Position identification records:
** begin **

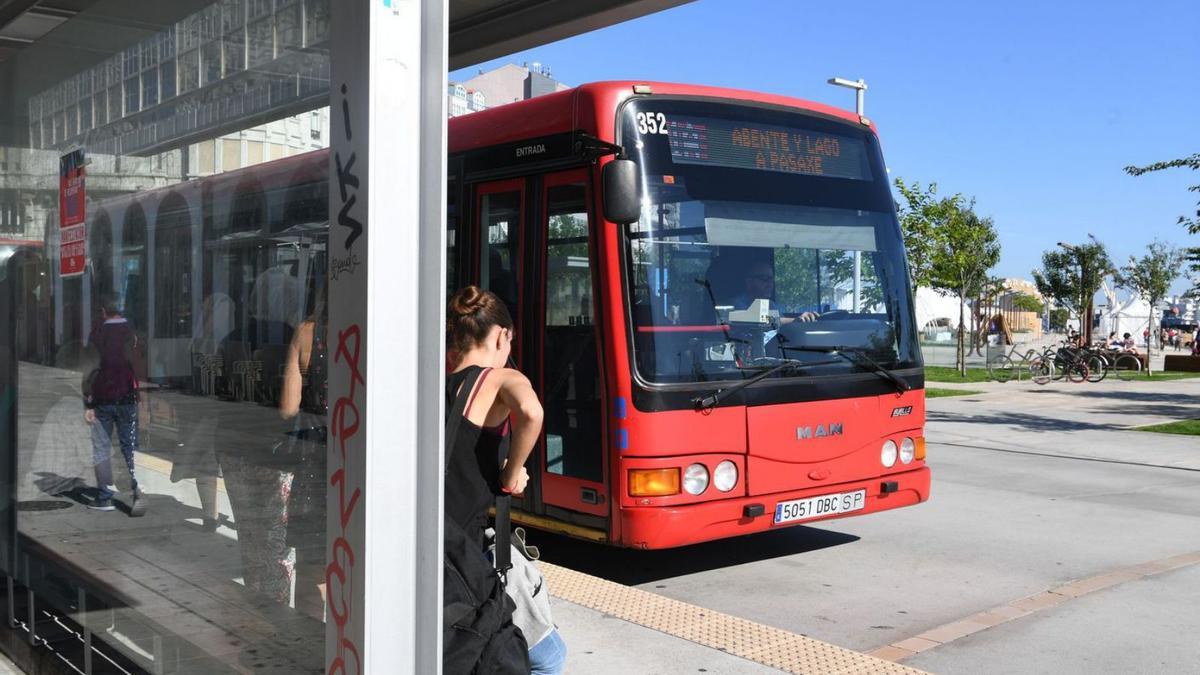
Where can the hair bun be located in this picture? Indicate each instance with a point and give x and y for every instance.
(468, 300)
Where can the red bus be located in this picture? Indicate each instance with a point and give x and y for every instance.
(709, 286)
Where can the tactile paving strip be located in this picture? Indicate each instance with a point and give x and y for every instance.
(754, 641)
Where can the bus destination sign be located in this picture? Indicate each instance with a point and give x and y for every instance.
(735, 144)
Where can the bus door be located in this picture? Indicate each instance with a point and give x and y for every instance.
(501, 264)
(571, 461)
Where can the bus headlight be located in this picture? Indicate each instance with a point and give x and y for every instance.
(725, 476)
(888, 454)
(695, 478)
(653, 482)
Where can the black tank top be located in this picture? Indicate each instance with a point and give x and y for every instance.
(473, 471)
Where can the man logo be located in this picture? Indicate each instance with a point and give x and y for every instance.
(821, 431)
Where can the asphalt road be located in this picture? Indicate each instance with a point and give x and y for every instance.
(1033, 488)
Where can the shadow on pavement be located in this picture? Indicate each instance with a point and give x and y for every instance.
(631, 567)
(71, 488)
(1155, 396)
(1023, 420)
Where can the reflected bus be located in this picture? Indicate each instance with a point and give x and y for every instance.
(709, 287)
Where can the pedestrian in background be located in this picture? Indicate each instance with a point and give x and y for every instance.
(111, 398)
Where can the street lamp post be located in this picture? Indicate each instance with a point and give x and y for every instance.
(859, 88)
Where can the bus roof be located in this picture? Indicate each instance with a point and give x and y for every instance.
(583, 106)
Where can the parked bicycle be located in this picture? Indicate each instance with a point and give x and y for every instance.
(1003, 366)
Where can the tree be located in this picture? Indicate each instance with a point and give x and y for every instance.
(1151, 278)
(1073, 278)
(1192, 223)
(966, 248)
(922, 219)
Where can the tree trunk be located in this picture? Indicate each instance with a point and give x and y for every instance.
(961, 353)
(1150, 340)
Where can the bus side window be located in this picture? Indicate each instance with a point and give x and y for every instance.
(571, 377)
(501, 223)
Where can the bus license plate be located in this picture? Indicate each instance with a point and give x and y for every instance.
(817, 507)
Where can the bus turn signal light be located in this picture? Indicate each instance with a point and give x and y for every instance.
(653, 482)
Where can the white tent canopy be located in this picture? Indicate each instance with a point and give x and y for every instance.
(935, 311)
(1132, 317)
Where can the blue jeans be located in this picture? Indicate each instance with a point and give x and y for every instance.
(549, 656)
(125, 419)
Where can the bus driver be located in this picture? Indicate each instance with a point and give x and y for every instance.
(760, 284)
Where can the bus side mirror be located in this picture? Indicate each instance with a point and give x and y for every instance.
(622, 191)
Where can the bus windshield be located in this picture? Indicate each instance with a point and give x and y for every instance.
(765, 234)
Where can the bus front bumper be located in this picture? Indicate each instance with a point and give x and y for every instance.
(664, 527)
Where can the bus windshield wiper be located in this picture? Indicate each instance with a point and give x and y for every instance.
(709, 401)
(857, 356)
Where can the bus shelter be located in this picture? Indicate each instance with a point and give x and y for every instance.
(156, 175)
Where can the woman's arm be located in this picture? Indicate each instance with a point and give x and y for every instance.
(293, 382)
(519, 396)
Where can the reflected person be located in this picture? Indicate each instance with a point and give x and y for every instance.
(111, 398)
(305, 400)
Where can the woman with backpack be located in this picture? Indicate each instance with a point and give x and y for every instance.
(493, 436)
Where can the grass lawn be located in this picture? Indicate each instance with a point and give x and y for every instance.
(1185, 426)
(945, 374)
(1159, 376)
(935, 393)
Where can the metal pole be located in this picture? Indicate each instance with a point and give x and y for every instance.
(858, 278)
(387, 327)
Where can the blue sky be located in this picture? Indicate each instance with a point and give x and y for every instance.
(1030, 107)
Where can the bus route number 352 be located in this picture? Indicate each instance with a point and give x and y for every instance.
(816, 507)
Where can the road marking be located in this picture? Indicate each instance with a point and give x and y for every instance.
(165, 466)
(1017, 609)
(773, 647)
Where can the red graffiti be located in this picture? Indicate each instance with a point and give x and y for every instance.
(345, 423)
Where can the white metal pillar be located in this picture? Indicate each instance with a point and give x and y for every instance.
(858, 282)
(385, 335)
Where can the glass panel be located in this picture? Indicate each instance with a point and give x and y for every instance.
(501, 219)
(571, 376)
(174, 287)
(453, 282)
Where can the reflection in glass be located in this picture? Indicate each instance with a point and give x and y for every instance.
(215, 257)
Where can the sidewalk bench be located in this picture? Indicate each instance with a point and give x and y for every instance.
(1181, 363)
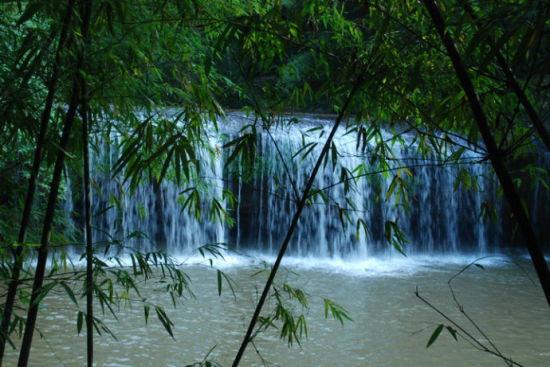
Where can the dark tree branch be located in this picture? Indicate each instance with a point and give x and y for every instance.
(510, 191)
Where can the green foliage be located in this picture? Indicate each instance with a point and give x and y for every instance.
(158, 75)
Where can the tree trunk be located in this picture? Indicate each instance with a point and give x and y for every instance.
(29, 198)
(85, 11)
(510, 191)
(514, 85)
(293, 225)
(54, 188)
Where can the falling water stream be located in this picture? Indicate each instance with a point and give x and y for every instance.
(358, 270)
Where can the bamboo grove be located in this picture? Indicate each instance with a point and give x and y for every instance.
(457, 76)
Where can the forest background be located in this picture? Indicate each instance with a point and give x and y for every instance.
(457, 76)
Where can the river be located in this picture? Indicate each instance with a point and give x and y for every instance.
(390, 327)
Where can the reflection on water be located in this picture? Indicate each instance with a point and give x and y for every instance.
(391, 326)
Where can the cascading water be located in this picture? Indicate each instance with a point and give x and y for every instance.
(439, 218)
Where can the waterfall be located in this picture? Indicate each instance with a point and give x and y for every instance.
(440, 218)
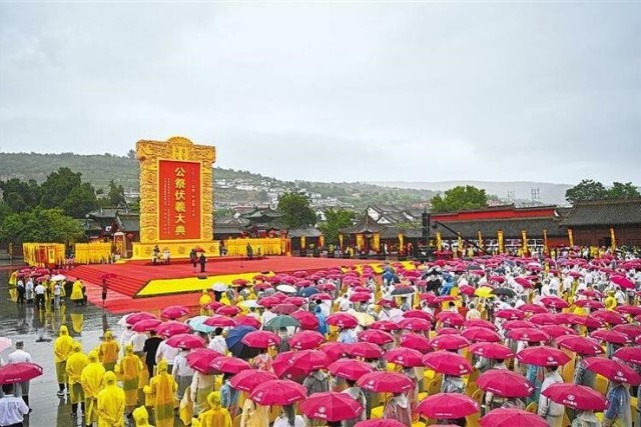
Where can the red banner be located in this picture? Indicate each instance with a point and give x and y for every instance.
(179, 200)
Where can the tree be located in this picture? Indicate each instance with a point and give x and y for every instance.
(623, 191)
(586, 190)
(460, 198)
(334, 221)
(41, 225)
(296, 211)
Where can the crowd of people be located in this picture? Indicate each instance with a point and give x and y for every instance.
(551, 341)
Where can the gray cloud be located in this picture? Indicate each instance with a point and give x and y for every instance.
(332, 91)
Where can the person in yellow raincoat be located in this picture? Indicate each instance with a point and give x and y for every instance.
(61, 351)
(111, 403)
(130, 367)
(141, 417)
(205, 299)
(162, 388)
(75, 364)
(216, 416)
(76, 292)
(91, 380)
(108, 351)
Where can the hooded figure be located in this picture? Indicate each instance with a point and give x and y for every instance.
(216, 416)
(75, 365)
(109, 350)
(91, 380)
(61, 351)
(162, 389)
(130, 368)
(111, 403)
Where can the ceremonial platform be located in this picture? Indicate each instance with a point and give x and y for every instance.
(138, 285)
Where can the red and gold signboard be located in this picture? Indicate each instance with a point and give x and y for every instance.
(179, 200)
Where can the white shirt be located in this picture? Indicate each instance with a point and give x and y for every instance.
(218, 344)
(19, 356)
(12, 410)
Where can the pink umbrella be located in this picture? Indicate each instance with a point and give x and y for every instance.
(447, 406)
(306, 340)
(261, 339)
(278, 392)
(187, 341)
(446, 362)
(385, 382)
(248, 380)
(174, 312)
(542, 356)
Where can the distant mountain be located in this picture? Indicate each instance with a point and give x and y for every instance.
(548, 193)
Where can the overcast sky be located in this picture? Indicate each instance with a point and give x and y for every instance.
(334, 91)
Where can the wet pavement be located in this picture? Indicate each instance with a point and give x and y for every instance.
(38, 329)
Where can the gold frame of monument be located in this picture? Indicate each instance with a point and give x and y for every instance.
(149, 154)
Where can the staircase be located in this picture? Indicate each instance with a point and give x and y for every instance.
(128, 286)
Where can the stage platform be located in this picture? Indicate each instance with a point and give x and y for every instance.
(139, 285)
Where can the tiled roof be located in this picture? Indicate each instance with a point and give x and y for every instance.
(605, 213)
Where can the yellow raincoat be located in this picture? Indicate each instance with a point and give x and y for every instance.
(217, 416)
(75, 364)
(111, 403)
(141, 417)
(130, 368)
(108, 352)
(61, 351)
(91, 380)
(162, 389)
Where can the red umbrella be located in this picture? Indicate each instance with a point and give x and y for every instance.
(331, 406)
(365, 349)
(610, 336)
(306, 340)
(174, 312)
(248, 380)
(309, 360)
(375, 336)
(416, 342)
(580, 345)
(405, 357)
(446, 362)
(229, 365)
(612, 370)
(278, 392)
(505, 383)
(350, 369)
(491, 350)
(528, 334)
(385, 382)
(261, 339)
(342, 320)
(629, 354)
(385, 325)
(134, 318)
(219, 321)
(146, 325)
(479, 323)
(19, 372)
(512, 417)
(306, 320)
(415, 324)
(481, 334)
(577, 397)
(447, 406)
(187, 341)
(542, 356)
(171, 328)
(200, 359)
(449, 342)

** end **
** begin **

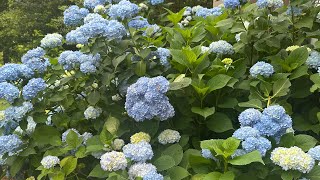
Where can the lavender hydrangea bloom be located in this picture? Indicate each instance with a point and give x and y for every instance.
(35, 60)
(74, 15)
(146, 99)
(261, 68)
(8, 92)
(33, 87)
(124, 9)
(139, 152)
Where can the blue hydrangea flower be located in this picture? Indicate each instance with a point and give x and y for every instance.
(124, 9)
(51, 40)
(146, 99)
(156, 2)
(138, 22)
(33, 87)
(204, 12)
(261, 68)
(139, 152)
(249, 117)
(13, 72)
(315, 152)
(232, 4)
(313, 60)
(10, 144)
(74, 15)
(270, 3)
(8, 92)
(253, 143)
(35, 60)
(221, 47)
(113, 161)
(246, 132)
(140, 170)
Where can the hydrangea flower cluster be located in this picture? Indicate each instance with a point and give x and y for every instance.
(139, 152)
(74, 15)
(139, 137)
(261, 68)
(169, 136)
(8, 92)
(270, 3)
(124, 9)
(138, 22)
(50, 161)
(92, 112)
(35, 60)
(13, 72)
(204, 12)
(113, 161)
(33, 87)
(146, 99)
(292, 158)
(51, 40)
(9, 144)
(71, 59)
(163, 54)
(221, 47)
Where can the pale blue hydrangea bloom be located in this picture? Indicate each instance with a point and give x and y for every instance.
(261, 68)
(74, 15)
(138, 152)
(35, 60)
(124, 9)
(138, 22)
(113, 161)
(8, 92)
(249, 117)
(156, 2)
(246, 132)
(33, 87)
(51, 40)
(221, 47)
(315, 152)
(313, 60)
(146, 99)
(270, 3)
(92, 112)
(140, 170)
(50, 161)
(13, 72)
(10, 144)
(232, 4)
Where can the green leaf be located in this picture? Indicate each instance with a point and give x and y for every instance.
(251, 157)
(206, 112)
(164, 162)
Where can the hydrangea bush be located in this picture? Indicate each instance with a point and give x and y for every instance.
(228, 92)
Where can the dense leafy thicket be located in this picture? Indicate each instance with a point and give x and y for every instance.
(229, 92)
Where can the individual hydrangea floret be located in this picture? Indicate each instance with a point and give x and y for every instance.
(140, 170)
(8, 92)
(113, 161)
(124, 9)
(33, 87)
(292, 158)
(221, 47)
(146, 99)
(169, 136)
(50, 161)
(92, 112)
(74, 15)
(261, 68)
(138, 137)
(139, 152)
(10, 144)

** end **
** begin **

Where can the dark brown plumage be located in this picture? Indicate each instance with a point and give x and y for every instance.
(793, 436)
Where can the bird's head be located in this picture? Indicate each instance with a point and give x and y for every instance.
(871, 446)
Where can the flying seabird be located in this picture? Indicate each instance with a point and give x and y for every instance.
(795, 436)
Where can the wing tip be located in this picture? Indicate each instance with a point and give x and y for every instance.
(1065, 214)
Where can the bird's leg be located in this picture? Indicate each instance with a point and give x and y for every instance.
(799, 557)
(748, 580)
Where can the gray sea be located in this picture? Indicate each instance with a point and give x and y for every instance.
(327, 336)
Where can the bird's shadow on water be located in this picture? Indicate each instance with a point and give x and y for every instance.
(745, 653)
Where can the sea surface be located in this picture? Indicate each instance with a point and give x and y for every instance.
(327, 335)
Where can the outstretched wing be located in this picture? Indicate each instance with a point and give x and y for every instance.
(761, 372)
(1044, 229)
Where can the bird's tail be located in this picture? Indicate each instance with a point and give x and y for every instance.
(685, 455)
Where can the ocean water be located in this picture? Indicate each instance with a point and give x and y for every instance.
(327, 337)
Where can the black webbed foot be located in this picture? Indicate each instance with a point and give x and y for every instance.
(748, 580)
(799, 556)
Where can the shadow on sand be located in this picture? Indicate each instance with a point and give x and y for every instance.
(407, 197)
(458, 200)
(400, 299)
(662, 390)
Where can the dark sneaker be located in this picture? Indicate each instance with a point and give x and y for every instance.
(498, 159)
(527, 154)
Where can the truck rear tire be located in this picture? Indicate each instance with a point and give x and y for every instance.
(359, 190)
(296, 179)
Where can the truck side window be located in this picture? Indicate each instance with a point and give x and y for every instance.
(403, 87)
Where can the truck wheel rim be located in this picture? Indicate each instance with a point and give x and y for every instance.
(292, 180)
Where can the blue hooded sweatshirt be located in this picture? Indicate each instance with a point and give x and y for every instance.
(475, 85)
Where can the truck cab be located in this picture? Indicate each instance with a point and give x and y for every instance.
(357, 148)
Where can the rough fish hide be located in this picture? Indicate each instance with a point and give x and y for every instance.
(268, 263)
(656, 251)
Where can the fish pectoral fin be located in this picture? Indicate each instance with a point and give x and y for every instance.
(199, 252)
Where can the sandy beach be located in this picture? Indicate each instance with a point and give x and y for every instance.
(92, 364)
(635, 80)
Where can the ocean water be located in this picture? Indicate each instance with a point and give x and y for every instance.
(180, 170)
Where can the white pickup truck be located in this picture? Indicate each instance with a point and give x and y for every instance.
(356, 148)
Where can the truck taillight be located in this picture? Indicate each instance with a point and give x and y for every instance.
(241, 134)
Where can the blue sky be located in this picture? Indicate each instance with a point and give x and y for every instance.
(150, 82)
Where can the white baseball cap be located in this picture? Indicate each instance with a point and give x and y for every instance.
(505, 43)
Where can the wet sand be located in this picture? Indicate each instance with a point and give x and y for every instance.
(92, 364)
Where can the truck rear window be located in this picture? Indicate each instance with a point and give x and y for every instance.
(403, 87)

** end **

* AIM OF THE TASK:
Copy the lines of the material above exactly as they appear, from the line containing "Where can the hair" through the line containing "(1033, 488)", with both of those lines included.

* RESULT:
Where can the hair bun be located in this picture? Indicate each instance with a point and give x and y for every instance.
(468, 300)
Where can the red bus be located in this picture? Indicate each instance with a point and give x and y for every instance.
(709, 286)
Where can the tactile paving strip be located in this picture? Indicate each instance with a point and give x and y for every instance.
(754, 641)
Where can the bus destination sign be located in this picture? Indicate each instance with a point and give x and y for every instance.
(735, 144)
Where can the bus door be located in this picture? Indicate each instance with a point and give x and y for every instance.
(501, 264)
(571, 461)
Where can the bus headlight be located in this picture? Indicate each instance with a point and give x and y for every instance.
(725, 476)
(888, 454)
(695, 478)
(653, 482)
Where can the black tank top be located in this picture? Indicate each instance with a point and give x and y for every instance.
(473, 471)
Where can the man logo be located in this picture? Indicate each instance with a point and give x and y for every instance.
(821, 431)
Where can the asphalt road be located in this picture? Indicate each instance with a point and give x and y for every instance.
(1033, 488)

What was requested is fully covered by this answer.